Exercise requirements:
Return all entries below exactly. Skip nothing.

[Excerpts from a dataset]
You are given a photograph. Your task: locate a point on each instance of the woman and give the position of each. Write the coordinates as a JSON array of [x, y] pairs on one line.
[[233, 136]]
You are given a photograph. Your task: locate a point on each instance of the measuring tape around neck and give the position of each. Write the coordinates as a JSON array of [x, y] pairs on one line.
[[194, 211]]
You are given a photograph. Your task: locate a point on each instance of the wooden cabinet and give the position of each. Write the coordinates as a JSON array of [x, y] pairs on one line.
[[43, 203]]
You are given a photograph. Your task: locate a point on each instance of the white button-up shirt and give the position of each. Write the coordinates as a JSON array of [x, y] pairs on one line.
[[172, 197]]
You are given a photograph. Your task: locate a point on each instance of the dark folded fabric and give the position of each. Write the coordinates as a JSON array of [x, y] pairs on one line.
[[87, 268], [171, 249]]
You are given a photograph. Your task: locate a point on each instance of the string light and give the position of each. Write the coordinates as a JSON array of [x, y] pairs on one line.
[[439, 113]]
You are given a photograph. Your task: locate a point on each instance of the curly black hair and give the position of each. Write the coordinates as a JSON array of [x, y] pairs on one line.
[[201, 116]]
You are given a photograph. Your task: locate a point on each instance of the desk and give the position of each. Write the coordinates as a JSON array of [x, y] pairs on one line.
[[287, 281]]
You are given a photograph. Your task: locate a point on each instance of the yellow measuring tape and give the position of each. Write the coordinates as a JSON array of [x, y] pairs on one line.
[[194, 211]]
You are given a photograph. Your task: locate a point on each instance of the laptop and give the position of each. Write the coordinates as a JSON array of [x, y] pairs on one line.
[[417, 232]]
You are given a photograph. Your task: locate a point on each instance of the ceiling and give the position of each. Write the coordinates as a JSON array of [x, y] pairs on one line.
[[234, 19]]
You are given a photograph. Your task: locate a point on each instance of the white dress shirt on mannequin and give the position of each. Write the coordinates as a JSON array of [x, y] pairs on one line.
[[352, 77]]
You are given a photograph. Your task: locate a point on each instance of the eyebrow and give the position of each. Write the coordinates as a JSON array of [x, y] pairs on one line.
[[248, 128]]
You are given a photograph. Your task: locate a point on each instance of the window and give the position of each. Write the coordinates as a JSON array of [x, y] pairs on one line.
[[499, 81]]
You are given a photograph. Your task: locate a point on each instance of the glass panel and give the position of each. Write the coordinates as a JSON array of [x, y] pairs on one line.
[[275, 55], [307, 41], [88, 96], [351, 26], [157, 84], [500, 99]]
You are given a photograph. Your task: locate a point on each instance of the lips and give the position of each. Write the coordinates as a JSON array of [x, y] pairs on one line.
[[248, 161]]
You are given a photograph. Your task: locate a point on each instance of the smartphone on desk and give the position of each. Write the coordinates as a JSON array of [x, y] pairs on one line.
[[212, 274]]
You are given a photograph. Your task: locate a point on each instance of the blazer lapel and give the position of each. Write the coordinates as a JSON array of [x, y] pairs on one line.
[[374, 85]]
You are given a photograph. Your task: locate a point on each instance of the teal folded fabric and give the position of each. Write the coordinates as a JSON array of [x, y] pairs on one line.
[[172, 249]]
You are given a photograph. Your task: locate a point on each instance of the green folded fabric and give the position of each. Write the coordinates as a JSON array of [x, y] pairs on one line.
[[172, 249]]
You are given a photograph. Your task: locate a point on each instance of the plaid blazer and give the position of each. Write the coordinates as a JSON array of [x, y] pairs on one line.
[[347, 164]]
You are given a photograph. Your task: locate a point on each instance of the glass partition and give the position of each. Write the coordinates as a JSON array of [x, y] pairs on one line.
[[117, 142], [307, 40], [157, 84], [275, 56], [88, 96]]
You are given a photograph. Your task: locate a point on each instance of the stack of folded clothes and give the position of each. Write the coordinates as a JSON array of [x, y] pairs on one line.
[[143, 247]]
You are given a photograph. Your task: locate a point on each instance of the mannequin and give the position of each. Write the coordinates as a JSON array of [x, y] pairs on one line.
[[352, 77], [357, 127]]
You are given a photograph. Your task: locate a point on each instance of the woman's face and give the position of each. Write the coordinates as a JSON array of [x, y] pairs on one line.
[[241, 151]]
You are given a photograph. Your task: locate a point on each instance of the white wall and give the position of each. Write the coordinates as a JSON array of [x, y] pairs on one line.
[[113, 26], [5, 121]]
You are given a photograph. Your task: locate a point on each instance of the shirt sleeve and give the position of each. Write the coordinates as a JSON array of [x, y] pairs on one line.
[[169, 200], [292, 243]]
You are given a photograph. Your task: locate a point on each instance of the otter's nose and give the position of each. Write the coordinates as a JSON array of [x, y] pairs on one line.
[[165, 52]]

Written response:
You are given a photograph. Your task: locate a point on each instance of the woman and give the position of each. Write the coordinates as a JSON array of [x, y] pairs on one line.
[[233, 136]]
You are given a photograph. Your task: locate a point on each instance of the measuring tape around neck and give the position of each. Write the coordinates as a JSON array of [x, y] pairs on one line.
[[194, 211]]
You are given a photograph. Your task: locate a point on each instance of the wooden cabinet and give the position of each. Write the coordinates as a JSON array of [x, y] pairs on one line.
[[43, 203]]
You are given a photograph. Your task: locate a point on each instance of the white button-up shirt and give the position of each. Write the coordinates as a JSON array of [x, y] pairs on one line.
[[172, 197]]
You are given a photograph. Your task: locate a point on each instance of the dark folded fabric and give the position of each. Write the coordinates as a JSON array of [x, y] pairs on one line.
[[87, 268], [171, 249]]
You are given a photograph. Your task: locate a point on each instance of the string light and give the position of each. Write the coordinates as a JSON array of [x, y] pairs on one line.
[[439, 113]]
You are given a photograph. Your task: locate a point on each instance of the curly black hair and give the position of each. Write the coordinates as a JSON array of [x, y] pairs on one line.
[[201, 116]]
You are given a photograph. Your task: locate a point on each instance of the desk and give the position of each. Write the coordinates as a JSON array of [x, y] pairs on one line.
[[287, 281]]
You are given a photograph. Your task: locate a point on each instance of the yellow measuring tape and give the position of each. Write the coordinates as a JSON array of [x, y] pairs on one line.
[[194, 211]]
You are given a photograph. Your task: locate a point on each instance of the laptop and give the position of each. Write the coordinates as a JSON array of [x, y] pairs on one line.
[[417, 232]]
You are given a photograph. Your task: locate a point on each instance of the ceiling and give the position of each. Write the coordinates as a JSON array of [x, y] pairs on one line.
[[234, 19]]
You are given a photograph. Your task: locate a point on each instance of the white dress shirt on mannequin and give the position of each. Write the coordinates as a JSON array of [x, y] pairs on one line.
[[352, 77]]
You are given a photograph. Your task: locate a point on each instance of the eyebrow and give the position of each. Write the coordinates as a JSON array of [x, y] pairs on one line.
[[248, 128]]
You are given a photograph. Your task: locate a point on each instance of the window and give the position of each. Write the coordinates as a JSON array of [x, y] pairs on one line.
[[499, 81]]
You are given a photograph. Your task: locate a point on each instance of the glass panel and give the position of each. Write the coordinates as a JSON array of [x, y] pairs on one line.
[[275, 55], [307, 41], [88, 96], [351, 26], [157, 84], [500, 99]]
You are given a photograph. Your task: locate a point on each instance of the lips and give the position of each. Write the coordinates as a JSON array of [x, y] pairs on one line.
[[248, 161]]
You are given a photograph. Your task: locate a point on each instance of the smartphone on desk and give the position of each. Write the coordinates as a JSON array of [x, y] pairs on one line.
[[212, 274]]
You are given a photograph. Your task: locate a point on each instance of the blazer lapel and give the position of each. Write the coordinates as a JSON array of [x, y] pairs on one line.
[[374, 85]]
You are given a photograph. Your task: locate a point on each instance of the teal folded fabric and give the position of each. Write the coordinates as a JSON array of [x, y] pairs on one line.
[[172, 249]]
You are given a photograph. Your task: locate a point on each instance of the green folded fabric and give the position of each. Write the coordinates as a JSON array of [x, y] pairs on one line.
[[172, 249]]
You are given a photograph. Your task: locate a point on each instance of the plaid blazer and give the position of each. Write the coordinates as a JSON array of [x, y] pairs on one line.
[[347, 164]]
You are given a photograph. Your task: locate a point on each instance of the glass partition and give the position of each. Write the coordinates as a JSON array of [x, y] pairs on one line.
[[117, 142], [307, 40], [157, 84], [275, 56], [88, 96]]
You are given a photograph. Your task: locate a point on each instance of the stack of folded clothes and give the position of each. Write the coordinates as a JSON array of [x, y] pairs on one line.
[[143, 247]]
You are given a photograph. Your task: locate a point on each instance of the mannequin and give the position of each. Write the coordinates as a JSON array of [x, y] pairs on one line.
[[352, 77], [357, 127]]
You are given a photograph. Your task: locate a point on each instance of the woman's face and give the position of each. Write the coordinates as a JSON array of [x, y] pairs on one line.
[[241, 151]]
You are given a photograph. Your task: locate a point on each instance of the white wall and give the position of each. Write the coordinates as a JSON array of [x, y] pairs on one line.
[[113, 26], [5, 121]]
You are given a photograph. Your task: locate a point on each instance of the shirt sleeve and give the position of each. Write the coordinates as a JSON array of [x, y] pairs on one line.
[[169, 200], [292, 243]]
You are given a photograph. Your task: locate a point on each instance of the otter's nose and give the position of each. Write the coordinates as a JSON array of [x, y] pairs on one line.
[[165, 52]]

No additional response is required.